题目:
请从下面的记录里挑出所有含有字符串“tower”的行，并把这些行逐字抄出来。

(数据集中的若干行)
━━━━━━━━━━━━━━━━━━━━

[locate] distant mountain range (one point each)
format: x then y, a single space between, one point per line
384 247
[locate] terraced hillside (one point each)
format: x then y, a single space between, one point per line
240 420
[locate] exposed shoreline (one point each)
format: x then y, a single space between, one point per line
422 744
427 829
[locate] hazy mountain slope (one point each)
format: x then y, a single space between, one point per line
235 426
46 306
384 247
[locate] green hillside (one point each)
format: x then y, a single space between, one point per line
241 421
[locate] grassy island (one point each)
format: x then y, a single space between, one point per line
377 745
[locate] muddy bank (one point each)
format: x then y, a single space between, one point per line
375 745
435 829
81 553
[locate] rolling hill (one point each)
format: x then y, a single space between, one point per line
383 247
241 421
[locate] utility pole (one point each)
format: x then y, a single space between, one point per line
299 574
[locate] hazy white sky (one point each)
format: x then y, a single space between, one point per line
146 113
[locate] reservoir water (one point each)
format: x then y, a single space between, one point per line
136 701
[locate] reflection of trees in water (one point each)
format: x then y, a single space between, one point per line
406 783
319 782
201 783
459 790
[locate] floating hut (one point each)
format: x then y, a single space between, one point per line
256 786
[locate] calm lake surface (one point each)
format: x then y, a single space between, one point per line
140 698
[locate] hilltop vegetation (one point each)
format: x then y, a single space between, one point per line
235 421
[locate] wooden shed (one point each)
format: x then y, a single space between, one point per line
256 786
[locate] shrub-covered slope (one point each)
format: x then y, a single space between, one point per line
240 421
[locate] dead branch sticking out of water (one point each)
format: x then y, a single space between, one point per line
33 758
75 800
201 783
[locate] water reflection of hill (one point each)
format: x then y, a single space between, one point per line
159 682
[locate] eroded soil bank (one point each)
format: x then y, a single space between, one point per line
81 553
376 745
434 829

━━━━━━━━━━━━━━━━━━━━

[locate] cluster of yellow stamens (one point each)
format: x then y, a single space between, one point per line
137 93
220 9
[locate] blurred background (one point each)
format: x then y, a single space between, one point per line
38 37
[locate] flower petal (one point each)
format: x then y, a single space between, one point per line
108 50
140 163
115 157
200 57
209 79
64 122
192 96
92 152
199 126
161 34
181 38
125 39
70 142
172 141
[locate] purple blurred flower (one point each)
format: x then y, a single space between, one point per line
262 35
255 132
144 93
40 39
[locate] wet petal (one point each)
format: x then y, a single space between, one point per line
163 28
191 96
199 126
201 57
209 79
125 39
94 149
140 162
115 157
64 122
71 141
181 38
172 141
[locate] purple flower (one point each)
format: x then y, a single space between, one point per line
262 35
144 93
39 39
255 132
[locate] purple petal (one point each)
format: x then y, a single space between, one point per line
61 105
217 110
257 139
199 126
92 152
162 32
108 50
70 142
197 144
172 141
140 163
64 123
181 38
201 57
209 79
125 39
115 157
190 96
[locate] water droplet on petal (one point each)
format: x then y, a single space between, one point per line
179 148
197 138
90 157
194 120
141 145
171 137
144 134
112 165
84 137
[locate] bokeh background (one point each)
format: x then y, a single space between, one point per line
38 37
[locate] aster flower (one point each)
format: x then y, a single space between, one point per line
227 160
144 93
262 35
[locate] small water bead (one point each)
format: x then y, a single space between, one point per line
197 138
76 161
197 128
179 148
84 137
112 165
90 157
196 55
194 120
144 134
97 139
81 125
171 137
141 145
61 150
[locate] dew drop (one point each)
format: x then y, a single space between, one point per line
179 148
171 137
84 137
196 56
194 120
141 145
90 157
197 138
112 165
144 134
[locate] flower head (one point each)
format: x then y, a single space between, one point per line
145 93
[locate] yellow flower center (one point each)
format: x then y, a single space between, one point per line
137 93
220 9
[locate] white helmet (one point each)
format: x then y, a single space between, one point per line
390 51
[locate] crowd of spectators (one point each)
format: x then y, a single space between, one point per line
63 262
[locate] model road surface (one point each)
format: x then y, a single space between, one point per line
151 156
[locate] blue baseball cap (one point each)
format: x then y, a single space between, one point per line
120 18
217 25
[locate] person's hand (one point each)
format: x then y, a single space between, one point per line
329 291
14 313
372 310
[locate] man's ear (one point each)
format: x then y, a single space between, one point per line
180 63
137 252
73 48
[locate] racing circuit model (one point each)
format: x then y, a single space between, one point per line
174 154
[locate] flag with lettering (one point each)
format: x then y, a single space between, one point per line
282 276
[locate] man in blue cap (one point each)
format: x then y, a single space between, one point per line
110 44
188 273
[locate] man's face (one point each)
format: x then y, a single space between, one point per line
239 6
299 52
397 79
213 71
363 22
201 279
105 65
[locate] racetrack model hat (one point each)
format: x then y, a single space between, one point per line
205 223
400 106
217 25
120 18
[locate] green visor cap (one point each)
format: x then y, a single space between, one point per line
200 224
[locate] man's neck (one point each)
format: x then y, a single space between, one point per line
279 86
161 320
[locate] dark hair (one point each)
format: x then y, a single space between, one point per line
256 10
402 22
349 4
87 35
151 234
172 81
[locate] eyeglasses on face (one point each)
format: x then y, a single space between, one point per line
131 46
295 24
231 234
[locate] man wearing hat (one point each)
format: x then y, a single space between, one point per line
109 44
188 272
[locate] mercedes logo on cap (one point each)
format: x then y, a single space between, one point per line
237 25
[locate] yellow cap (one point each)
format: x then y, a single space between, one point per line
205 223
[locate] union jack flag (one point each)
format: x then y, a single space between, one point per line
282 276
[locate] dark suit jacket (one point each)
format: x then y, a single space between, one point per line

━━━━━━━━━━━━━━━━━━━━

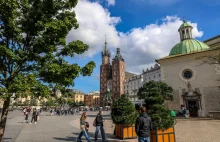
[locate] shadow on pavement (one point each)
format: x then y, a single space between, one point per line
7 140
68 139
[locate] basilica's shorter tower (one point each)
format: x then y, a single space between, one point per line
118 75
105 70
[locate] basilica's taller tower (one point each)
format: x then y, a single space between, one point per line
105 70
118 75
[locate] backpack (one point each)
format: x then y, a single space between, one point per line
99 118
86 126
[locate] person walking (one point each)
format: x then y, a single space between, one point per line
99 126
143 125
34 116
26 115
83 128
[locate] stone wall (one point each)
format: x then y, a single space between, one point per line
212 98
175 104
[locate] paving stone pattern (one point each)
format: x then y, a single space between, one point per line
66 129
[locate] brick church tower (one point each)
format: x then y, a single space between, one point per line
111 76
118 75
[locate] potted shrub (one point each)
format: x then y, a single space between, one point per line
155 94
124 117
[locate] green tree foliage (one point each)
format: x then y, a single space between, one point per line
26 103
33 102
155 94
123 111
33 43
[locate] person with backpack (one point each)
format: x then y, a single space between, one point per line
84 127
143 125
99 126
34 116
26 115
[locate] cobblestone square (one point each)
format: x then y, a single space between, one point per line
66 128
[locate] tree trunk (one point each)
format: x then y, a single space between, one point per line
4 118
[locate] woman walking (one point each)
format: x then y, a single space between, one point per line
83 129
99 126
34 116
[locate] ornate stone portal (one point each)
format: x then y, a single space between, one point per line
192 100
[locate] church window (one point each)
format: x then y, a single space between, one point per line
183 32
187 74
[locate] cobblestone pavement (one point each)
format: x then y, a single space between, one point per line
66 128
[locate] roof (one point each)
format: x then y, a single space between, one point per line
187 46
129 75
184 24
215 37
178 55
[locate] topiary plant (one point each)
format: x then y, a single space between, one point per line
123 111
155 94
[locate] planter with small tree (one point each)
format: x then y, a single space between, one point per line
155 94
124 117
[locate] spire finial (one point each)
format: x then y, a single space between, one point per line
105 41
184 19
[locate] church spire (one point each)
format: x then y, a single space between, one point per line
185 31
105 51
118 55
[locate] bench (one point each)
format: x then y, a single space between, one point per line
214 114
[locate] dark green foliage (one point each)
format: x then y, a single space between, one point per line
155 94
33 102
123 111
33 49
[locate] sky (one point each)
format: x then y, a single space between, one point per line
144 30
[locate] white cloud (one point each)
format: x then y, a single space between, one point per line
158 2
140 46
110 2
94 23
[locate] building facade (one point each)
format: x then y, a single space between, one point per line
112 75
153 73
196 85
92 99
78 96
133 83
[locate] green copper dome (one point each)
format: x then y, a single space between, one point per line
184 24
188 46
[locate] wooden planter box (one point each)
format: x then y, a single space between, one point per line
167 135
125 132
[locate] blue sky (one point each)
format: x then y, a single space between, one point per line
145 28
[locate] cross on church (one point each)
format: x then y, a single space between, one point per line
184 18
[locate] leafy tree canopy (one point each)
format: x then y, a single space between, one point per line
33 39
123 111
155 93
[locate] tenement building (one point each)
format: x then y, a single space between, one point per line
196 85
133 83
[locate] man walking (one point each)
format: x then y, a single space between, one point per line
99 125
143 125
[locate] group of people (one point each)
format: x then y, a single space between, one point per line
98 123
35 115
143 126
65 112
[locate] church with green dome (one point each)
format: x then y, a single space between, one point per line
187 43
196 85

━━━━━━━━━━━━━━━━━━━━

最终答案:
[locate] basilica's shorter tower (one point each)
[locate] basilica's taller tower (one point each)
[locate] brick church tower (one point each)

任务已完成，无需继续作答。